====== Texte source ======

VOUS ÊTES (MALHEUREUSEMENT) PLACÉ EN GARDE À VUE ?
Voici les règles essentielles à connaître pour que tous vos droits soient respectés au cours de cette mesure de contrainte !
Une personne peut faire l’objet de cette mesure de contrainte seulement s’il existe une ou plusieurs raisons plausibles de penser qu’elle a commis ou tenté de commettre un crime ou un délit puni d’une peine d’emprisonnement.
La garde à vue est envisageable lors d’une enquête de police (ou lors de l’instruction quand une information judiciaire est ouverte), en flagrance ou préliminaire. L’enquête de flagrance, telle que définie par les articles 53 et 67 du code de procédure pénale (CPP ci-après), peut être mise en œuvre uniquement en présence d’un crime ou d’un délit puni d’emprisonnement. Cette infraction doit être en train de se commettre ou s’être commise dans un temps très voisin à l’interpellation. La jurisprudence indique que ce temps très voisin correspond à une commission des faits la veille de leur dénonciation à l’autorité publique.
Une durée de 28 heures entre la commission des faits et la dénonciation aux autorités publiques permet le déclenchement de l’enquête de flagrance, Cass. crim., 26 févr. 1991.
Pour déclencher cette enquête, les officiers de police judiciaire doivent avoir eu connaissance d’indices apparents d’un comportement révélant l’existence d’une infraction en train de se commettre ou qui vient d’être commise (Cass. crim., 12 mai 1992). Si ces trois conditions ne sont pas remplies, le régime afférent à l’enquête préliminaire est appliqué.
Pour quels motifs pouvez-vous être placé en garde à vue ?
L’article 62-2 du CPP précise que la mesure de la garde à vue doit être l’unique moyen pour les enquêteurs de la police judiciaire de parvenir à l’un des six objectifs listés par l’article et notamment : empêcher que la personne ne modifie les preuves ou indices matériels ou, garantir la mise en œuvre des mesures destinées à faire cesser le crime ou le délit.
Qui peut procéder à votre placement en garde à vue ?
Cette mesure de contrainte ne peut être décidée que par un officier de police judiciaire et sous le contrôle de l’autorité judiciaire, article 63 du CPP. A défaut, l’irrégularité de la mesure est encourue et peut-être soulevée par le gardé à vue.
A quel moment commence votre garde à vue ?
La mesure de garde à vue commence au moment où vous faites l’objet d’une contrainte de la part de l’autorité policière (arrestation par exemple). Votre placement en garde à vue doit vous être notifié immédiatement. Si cette contrainte intervient sur la voie publique et/ou que la notification de votre placement est impossible par les forces de police, la notification de placement devra se faire immédiatement à votre arrivée dans les locaux de police ou de gendarmerie.
Le délai entre votre interpellation et la notification de votre placement ne doit jamais excéder une durée d’environ 30 minutes, si cela est justifié (Cass. crim., 6 janv. 2015).

====== Données ======

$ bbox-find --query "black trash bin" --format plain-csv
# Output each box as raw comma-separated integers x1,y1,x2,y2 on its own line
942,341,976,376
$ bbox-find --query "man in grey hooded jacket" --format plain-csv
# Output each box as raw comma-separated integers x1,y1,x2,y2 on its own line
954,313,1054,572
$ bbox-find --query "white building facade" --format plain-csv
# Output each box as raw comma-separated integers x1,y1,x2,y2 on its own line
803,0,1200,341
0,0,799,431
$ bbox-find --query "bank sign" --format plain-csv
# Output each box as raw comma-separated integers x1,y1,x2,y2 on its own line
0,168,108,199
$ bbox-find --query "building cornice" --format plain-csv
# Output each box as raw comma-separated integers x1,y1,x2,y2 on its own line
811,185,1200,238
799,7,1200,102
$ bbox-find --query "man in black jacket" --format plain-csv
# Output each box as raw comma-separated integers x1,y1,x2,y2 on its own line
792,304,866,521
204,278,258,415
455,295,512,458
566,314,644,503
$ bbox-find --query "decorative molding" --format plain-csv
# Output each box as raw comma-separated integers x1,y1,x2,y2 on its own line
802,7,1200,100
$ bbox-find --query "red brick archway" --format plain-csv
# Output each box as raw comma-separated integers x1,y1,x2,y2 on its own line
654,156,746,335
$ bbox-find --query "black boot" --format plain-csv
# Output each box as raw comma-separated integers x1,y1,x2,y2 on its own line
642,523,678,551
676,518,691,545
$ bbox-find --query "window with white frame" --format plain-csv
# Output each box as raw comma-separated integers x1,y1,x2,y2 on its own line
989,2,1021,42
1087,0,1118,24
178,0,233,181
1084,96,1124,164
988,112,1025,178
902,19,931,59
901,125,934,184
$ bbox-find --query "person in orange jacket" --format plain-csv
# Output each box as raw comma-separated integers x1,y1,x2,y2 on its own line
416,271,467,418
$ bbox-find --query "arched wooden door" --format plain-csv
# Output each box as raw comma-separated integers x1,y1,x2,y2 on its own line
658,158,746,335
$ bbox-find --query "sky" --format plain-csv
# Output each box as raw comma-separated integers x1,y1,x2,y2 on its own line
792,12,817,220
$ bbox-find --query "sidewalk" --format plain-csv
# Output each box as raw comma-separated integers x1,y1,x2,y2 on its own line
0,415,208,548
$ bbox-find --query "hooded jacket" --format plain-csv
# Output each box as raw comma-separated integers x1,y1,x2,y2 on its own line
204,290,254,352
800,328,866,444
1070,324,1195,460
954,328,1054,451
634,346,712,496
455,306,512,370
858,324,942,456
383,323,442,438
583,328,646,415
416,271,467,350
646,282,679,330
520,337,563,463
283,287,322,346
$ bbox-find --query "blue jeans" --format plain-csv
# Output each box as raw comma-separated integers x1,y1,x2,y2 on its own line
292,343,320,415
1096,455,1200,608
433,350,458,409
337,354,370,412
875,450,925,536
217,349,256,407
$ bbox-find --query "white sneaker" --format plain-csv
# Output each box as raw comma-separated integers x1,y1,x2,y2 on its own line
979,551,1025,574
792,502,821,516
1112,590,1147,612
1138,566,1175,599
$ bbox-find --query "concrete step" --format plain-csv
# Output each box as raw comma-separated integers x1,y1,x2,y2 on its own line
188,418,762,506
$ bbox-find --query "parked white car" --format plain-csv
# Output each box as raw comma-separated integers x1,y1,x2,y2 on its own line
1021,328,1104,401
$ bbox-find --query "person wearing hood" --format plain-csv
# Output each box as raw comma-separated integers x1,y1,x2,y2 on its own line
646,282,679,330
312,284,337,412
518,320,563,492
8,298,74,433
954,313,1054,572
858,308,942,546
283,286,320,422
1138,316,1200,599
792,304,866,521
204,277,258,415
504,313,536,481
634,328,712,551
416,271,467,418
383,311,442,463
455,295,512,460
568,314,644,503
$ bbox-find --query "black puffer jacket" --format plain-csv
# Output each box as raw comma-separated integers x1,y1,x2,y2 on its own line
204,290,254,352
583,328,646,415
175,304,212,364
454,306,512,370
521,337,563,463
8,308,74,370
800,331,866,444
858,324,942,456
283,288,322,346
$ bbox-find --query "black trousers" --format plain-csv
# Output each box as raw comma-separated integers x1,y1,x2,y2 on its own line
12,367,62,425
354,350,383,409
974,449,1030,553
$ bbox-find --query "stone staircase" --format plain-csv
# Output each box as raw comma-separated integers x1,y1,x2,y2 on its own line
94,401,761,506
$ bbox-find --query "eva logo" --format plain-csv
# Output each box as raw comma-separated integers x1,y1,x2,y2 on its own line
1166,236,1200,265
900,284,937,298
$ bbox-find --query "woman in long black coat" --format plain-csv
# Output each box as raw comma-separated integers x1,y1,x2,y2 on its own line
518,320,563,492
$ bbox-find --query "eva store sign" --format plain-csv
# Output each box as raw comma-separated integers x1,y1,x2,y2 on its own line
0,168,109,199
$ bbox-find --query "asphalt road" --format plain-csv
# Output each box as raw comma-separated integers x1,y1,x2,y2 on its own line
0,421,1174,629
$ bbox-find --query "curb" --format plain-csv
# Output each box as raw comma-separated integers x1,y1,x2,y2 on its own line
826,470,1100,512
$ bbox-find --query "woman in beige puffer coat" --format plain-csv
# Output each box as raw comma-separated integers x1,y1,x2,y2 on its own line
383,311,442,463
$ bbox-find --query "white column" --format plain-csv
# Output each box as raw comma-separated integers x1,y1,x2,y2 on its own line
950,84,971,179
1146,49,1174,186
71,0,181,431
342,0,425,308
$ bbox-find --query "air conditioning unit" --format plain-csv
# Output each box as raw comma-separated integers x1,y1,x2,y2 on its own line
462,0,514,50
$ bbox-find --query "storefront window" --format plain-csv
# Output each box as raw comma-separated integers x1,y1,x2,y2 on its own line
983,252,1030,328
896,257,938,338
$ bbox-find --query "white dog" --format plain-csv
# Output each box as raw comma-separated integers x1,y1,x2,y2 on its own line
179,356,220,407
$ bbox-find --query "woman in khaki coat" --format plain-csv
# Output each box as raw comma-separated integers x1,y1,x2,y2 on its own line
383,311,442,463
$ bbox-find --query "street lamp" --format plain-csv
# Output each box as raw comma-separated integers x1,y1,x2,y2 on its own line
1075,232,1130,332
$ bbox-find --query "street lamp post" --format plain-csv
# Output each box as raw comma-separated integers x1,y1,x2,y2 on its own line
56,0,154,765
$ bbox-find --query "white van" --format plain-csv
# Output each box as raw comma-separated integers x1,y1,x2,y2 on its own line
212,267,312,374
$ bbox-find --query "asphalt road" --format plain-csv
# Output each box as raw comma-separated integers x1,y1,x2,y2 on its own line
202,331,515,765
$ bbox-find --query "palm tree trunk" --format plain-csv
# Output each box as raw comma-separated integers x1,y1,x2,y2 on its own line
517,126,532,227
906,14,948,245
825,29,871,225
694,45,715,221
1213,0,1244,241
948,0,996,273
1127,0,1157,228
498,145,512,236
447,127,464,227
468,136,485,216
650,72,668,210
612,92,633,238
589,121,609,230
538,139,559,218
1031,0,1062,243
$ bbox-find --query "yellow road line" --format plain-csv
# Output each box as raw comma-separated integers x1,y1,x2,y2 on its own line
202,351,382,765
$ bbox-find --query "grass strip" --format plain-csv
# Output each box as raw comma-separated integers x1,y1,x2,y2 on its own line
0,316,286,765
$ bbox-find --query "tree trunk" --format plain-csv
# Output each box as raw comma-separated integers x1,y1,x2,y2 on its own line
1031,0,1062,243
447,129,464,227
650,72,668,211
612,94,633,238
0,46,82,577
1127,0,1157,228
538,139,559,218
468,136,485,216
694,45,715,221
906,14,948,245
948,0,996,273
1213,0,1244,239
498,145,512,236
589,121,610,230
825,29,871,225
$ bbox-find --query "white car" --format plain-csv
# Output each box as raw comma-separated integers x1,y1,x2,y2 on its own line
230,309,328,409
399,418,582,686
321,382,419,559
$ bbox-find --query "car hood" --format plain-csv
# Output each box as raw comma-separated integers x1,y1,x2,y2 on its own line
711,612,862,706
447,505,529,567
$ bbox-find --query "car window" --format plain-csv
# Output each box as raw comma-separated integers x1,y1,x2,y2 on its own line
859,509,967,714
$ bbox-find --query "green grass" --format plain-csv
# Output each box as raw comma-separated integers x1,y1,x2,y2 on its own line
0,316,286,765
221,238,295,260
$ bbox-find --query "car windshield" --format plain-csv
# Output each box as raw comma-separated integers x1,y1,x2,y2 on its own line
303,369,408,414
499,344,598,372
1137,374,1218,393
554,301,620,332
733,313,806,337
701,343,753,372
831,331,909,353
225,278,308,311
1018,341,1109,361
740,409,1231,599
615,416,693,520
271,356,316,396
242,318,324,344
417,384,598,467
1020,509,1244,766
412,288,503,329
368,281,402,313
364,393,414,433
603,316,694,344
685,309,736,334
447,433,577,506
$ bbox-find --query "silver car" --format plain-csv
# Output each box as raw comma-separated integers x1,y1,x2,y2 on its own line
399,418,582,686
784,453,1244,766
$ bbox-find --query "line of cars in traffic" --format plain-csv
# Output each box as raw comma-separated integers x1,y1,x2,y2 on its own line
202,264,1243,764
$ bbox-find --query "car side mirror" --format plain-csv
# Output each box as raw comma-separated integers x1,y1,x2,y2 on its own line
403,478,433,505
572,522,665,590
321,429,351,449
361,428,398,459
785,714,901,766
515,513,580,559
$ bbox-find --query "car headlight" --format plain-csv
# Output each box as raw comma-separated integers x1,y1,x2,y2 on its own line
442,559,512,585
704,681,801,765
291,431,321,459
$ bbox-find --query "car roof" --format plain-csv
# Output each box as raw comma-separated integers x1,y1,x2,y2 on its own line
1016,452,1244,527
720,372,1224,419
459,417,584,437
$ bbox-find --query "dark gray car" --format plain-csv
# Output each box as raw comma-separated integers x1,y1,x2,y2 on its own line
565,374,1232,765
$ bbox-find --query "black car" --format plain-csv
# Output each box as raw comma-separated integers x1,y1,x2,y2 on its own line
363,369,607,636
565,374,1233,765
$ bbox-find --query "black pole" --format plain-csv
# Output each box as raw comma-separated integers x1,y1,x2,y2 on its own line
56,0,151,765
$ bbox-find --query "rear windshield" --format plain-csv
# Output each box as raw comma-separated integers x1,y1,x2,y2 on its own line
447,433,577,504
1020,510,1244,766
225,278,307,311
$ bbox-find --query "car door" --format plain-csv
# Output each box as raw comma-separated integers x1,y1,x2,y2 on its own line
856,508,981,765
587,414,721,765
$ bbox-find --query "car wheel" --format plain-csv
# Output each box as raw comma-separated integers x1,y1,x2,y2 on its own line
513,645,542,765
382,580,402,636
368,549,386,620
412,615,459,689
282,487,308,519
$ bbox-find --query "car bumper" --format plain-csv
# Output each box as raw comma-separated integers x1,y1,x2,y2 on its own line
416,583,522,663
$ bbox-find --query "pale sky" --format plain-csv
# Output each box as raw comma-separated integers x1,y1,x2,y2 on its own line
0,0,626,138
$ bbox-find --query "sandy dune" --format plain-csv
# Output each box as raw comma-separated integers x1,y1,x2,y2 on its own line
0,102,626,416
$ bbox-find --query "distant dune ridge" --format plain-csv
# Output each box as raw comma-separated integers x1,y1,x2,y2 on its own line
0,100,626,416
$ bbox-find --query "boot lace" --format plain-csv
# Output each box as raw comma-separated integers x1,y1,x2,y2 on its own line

======

Énoncé:
D'après le texte sur la garde à vue, qui peut décider d'un placement en garde à vue, s'il vous plaît ?

Corrigé de l'exercice:
Seul un officier de police judiciaire peut en décider, sous le contrôle de l'autorité judiciaire.